TASK TO CARRY OUT: Rewrite the records from the line with "# Mark every spire finial with a bounding box" up to and including the line with "[451,331,460,401]", keeping the requests, and shift every coordinate in the answers up by 136.

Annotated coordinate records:
-*-*-

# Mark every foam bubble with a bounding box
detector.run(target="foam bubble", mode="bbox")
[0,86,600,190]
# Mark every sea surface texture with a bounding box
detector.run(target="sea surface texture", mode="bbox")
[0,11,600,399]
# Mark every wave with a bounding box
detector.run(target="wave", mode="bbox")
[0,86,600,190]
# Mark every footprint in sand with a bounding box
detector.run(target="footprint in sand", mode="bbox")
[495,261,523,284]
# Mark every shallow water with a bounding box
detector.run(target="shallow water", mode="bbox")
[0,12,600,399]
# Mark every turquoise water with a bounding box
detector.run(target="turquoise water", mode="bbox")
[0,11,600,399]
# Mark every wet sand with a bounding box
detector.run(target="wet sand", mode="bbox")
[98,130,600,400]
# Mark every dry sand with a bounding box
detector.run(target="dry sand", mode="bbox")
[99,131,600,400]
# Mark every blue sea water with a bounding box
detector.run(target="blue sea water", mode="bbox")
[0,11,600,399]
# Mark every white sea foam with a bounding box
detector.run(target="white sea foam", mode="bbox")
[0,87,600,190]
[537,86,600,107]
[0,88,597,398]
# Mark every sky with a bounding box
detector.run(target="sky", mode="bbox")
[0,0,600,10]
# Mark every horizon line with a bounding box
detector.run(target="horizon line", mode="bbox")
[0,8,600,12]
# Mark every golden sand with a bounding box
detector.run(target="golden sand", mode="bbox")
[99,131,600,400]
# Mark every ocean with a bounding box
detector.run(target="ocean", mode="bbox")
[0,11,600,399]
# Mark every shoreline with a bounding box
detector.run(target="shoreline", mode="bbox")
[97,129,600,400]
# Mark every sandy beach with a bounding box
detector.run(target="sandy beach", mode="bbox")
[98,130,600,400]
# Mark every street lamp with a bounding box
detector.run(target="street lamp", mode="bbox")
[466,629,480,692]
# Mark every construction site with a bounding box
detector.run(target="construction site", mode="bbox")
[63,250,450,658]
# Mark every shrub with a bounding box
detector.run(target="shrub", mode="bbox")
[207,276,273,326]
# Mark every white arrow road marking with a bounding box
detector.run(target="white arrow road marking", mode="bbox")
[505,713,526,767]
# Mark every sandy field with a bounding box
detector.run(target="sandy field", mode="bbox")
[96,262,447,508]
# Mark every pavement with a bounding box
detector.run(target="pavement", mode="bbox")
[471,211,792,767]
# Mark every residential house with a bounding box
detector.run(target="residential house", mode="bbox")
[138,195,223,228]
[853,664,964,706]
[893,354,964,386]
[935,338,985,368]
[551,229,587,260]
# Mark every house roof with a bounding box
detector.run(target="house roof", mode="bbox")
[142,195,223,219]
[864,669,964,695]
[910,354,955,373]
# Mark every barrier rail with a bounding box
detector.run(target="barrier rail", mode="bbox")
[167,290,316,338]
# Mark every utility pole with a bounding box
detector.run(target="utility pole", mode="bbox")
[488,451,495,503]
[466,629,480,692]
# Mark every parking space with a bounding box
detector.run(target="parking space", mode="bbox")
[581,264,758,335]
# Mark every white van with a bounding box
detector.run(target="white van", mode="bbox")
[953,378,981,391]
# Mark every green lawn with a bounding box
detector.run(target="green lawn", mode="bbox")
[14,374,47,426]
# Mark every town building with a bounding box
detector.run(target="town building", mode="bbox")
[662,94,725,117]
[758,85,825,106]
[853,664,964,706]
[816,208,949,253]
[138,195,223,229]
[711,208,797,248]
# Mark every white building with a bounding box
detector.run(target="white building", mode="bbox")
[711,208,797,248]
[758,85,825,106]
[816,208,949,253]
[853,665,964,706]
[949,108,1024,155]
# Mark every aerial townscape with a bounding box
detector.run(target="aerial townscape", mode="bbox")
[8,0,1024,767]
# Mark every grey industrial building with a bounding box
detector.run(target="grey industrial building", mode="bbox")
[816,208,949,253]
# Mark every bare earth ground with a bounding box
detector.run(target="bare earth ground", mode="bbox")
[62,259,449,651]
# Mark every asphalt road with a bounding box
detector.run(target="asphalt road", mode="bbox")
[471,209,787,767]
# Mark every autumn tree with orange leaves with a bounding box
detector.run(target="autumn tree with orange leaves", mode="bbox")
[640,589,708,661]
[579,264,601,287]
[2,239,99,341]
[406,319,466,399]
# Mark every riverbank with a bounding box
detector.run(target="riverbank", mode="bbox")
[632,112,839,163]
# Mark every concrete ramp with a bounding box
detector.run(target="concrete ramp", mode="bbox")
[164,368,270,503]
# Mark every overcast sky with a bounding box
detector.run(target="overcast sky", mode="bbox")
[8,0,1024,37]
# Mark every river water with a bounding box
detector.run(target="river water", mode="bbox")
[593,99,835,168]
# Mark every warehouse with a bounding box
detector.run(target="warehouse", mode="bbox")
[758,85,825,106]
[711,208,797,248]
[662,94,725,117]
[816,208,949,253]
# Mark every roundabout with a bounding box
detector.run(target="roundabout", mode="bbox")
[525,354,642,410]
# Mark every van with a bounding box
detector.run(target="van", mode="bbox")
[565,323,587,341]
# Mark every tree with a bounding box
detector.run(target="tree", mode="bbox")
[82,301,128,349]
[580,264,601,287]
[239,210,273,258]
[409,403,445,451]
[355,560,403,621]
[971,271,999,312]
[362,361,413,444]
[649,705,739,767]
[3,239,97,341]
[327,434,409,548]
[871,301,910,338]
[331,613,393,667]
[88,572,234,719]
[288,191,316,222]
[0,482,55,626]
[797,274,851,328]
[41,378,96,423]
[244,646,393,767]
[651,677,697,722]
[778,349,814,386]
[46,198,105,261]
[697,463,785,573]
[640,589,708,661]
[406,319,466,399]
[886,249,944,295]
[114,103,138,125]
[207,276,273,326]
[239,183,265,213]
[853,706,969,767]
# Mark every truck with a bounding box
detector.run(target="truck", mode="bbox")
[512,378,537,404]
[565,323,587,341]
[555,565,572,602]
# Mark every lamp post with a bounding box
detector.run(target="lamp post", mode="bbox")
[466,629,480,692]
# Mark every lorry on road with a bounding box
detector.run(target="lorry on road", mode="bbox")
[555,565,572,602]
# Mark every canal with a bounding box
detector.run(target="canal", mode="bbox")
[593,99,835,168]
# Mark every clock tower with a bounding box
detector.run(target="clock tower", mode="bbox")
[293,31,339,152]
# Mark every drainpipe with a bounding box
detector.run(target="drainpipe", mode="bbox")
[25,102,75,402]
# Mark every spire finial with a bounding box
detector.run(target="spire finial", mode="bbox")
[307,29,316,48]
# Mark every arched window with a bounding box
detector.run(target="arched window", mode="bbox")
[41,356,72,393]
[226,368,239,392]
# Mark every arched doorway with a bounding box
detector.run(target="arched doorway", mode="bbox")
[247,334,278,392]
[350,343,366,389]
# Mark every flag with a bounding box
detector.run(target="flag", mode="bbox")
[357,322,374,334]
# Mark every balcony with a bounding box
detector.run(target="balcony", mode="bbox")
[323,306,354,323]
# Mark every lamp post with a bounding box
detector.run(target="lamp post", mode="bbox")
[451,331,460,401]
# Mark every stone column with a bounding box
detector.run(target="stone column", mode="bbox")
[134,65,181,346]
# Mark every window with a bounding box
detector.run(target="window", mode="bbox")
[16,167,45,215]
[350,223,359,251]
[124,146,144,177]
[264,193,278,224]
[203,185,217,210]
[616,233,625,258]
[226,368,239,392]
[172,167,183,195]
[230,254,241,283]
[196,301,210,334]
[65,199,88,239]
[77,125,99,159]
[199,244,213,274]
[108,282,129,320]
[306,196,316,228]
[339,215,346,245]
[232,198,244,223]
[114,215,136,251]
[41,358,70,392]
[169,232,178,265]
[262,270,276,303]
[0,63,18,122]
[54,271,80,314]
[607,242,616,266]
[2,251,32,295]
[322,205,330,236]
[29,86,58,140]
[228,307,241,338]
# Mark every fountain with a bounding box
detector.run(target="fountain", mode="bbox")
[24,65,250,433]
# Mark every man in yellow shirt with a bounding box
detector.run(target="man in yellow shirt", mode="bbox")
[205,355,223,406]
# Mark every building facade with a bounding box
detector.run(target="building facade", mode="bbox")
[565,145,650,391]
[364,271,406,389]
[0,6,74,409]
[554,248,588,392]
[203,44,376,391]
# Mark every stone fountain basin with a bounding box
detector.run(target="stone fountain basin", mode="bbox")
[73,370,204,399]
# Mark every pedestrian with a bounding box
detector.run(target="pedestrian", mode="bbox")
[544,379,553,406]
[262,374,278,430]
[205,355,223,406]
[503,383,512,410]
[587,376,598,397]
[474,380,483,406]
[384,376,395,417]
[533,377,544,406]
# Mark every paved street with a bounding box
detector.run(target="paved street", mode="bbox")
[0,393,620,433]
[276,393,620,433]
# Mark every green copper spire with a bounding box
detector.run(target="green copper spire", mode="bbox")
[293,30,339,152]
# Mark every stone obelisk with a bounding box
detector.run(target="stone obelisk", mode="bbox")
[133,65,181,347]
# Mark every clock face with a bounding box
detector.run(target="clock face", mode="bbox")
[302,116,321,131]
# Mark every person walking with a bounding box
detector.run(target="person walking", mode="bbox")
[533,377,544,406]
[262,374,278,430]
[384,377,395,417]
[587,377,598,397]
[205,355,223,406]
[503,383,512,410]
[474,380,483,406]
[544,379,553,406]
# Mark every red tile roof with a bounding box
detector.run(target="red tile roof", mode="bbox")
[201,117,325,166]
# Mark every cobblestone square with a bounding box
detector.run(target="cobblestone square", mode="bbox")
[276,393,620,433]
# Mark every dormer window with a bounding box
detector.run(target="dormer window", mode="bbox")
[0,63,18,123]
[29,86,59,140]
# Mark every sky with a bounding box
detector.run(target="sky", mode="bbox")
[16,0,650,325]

-*-*-

SOLUTION TO THIS TASK:
# Mark every spire finial with a bounding box
detector.run(target="spire finial", mode="bbox")
[443,165,452,184]
# Mark every arched window with a bounding box
detector.run(target="arched window", mode="bbox")
[177,492,208,529]
[362,504,375,528]
# Mark every arched doorway with a bounding box
detector.run(target="arched doorway", mode="bbox")
[383,470,414,528]
[486,479,502,525]
# Mark every flag with a bounding box
detector.run(target="flag", mode="bbox")
[493,458,510,470]
# Mark every balcony with a bounding box
detector.run(target="balcony", mode="bbox")
[459,442,490,459]
# Mark every lamp post with a bounding box
detector.run(target="lamp post", mode="bbox")
[587,467,596,537]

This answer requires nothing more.